• SET TASK A:
Copy the listing from its first line down through the line containing "(1017, 155)", keeping every request line, and raise each coordinate in the answer points by 148.

The Partnership shall continue to be in full force and effect until December 31, 2050, unless terminated prior to that date, pursuant to the partnership agreement or law.

 

The financial statements include only activity relating to the business of the Partnership, and do not give effect to any assets that the partners may have outside of their interests in the Partnership, or to any obligations, including income taxes, of the partners.

 

The partnership agreement authorized the sale of up to 25,000 units of limited partnership interest (“Partnership Units”) at $1,000 per Partnership Unit. The offering of Partnership Units concluded on July 11, 1997 at which time 22,000 Partnership Units representing subscriptions in the amount of $21,914,830, net of discounts of $79,550 for volume purchases and $5,620 for dealer discounts, had been accepted. As of June 30, 2013 the Partnership Units that remain outstanding were 21,952. The General Partner has a 1% interest in operating profits and losses, taxable income and losses and in cash available for distribution from the Partnership and Low Income Housing Tax Credits. The investors (“Limited Partners”) in the Partnership will be allocated the remaining 99% of these items in proportion to their respective investments.

 

F-5
 

 

WNC HOUSING TAX CREDIT FUND V, L.P., SERIES 4

(A California Limited Partnership)

 

NOTES TO CONDENSED FINANCIAL STATEMENTS - CONTINUED

 

For the Quarterly Period Ended June 30, 2013

(Unaudited)

• SET TASK B:
Continue the notes to the partnership's condensed financial statements from where they stop.

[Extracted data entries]
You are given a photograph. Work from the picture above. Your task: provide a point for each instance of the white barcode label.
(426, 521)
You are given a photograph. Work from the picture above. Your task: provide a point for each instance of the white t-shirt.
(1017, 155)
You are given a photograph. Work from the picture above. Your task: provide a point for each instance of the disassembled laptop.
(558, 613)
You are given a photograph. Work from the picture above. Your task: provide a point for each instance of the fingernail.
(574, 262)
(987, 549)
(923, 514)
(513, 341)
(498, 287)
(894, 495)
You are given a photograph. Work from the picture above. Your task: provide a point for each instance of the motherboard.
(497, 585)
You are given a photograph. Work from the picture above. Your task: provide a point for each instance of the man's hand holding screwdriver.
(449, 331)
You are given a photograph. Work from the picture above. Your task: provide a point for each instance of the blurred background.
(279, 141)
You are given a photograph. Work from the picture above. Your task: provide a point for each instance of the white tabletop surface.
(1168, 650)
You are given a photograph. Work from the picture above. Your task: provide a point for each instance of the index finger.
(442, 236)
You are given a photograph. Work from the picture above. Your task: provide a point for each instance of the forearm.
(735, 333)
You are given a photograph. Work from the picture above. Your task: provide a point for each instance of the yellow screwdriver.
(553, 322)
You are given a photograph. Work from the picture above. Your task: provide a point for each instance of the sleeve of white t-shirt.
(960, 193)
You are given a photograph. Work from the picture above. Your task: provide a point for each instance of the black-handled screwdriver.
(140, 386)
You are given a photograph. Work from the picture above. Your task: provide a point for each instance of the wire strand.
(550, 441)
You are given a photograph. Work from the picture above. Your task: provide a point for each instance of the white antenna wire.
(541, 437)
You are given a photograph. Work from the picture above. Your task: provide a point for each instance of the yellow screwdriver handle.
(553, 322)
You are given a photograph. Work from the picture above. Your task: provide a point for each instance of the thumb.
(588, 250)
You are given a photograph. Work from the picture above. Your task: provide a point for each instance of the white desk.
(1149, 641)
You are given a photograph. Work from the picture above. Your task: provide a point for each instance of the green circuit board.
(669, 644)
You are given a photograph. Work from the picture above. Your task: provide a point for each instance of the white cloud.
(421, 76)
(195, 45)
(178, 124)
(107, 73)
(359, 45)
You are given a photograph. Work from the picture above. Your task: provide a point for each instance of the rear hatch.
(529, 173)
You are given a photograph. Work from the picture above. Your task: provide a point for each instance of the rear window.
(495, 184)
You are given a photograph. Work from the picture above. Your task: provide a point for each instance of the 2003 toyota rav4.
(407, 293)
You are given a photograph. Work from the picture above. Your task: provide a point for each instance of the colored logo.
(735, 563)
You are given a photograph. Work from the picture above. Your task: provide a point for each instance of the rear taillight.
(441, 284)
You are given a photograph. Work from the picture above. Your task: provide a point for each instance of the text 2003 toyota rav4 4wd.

• WRITTEN RESPONSE A:
You are given a photograph. Work from the picture above. Your task: provide a point for each instance of the white barcode label.
(574, 669)
You are given a photograph. Work from the picture above. Your task: provide a point for each instance of the white t-shirt.
(1165, 303)

• WRITTEN RESPONSE B:
NOTE 1 - SUMMARY OF SIGNIFICANT ACCOUNTING POLICIES, continued

 

The proceeds from the disposition of any of the Housing Complexes will be used first to pay debts and other obligations per the respective Local Limited Partnership Agreement. Any remaining proceeds will then be paid to the partners of the Local Limited Partnership, including the Partnership, in accordance with the terms of the particular Local Limited Partnership Agreement. The sale of a Housing Complex may be subject to other restrictions and obligations. Accordingly, there can be no assurance that a Local Limited Partnership will be able to sell its Housing Complex. Even if it does so, there can be no assurance that any significant amounts of cash will be distributed to the Partnership. Should such distributions occur, the Limited Partners will be entitled to receive distributions from the proceeds remaining after payment of Partnership obligations and funding reserves, equal to their capital contributions and their return on investment (as defined in the Partnership Agreement). The General Partner would then be entitled to receive proceeds equal to their capital contributions from the remainder. Any additional sale or refinancing proceeds will be distributed 90% to the Limited Partners (in proportion to their respective investments) and 10% to the General Partner.

 

Risks and Uncertainties

 

An investment in the Partnership and the Partnership’s investments in Local Limited Partnerships and their Housing Complexes are subject to risks. These risks may impact the tax benefits of an investment in the Partnership, and the amount of proceeds available for distribution to the Limited Partners, if any, on liquidation of the Partnership’s investments. Some of those risks include the following:

 

The Low Income Housing Tax Credits rules are extremely complicated. Noncompliance with these rules results in the loss of future Low Income Housing Tax Credits and the fractional recapture of Low Income Housing Tax Credits already taken. In most cases the annual amount of Low Income Housing Tax Credits that an individual can use is limited to the tax liability due on the person’s last $25,000 of taxable income. The Local Limited Partnerships may be unable to sell the Housing Complexes at a price which would result in the Partnership realizing cash distributions or proceeds from the transaction. Accordingly, the Partnership may be unable to distribute any cash to its Limited Partners. Low Income Housing Tax Credits may be the only benefit from an investment in the Partnership.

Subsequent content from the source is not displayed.